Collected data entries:
────
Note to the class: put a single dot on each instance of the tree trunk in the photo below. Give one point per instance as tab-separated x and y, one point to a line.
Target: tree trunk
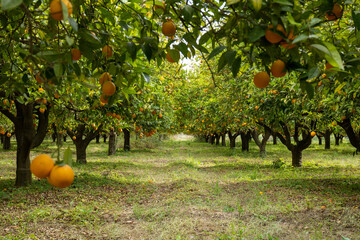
337	139
320	139
327	139
296	155
211	139
126	139
81	152
7	142
223	139
53	136
274	140
217	137
245	139
112	143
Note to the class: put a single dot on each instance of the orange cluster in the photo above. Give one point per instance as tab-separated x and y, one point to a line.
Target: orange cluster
60	176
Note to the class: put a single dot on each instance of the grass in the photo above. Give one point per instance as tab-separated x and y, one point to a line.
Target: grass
188	190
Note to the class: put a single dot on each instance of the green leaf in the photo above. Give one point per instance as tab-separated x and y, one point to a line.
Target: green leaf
132	50
256	33
187	13
69	40
227	58
73	24
204	38
256	4
216	51
146	76
235	67
320	48
283	2
107	15
182	48
174	54
301	37
309	88
65	11
10	4
230	2
334	57
147	51
68	156
356	19
338	88
58	69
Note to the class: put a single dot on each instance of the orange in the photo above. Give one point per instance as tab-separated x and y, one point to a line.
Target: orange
104	99
272	36
277	68
39	78
335	13
42	165
168	28
261	79
328	66
168	57
109	88
75	54
61	176
107	51
56	9
105	77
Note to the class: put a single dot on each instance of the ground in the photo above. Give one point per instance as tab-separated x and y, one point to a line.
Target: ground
────
• [What you need to do]
Lay out all of the lines above as a numbered list, skipping any blank lines and leaving the pictures out.

• [Result for this exercise]
1. Note to the class: put a single dot on each instance of the tree trunk in the photo below. Give one point per instance as tab-separated x and y, one point to a line.
2. Target: tree trunk
3. 337	139
4. 320	139
5. 327	139
6. 296	155
7. 211	139
8. 126	139
9. 81	152
10. 7	142
11. 223	139
12. 53	136
13. 274	140
14. 217	137
15. 245	139
16. 112	143
17. Note to the class: put a single dot on each instance of the orange cluster in the photo above. Give one point per instance as tab-separated x and y, one point to a line.
18. Target: orange cluster
19. 60	176
20. Note to the class: put a single dot on each instance of the grass in the photo above. Give one point per instance as tab-separated x and y, one point to a line.
21. Target: grass
22. 188	190
23. Note to the class: put a single dot on each instance of the green leaf in the photo above. Give one point per instance as tab-separated x and y, one point to a line.
24. Target: green leaf
25. 132	50
26. 256	33
27. 187	13
28. 69	40
29. 227	58
30. 73	24
31. 204	38
32. 256	4
33. 216	51
34. 146	76
35. 235	67
36. 320	48
37. 283	2
38. 107	15
39. 182	48
40. 174	54
41. 301	37
42. 309	88
43. 65	11
44. 10	4
45. 230	2
46. 334	57
47. 147	51
48. 68	156
49. 356	19
50. 338	88
51. 58	69
52. Note to the class: put a single dot on each instance of the orange in the photo above. Give one point per instance as tab-separated x and y, one point to a line.
53. Target: orange
54. 104	99
55. 272	36
56. 277	68
57. 39	78
58. 335	13
59. 42	165
60. 168	28
61. 261	79
62. 328	66
63. 168	57
64. 109	88
65. 75	54
66. 61	176
67. 107	51
68. 56	9
69. 105	77
70. Note to the class: put a single dot on each instance of the ground in the photo above. Give one point per instance as tab-separated x and y, one point to a line.
71. Target: ground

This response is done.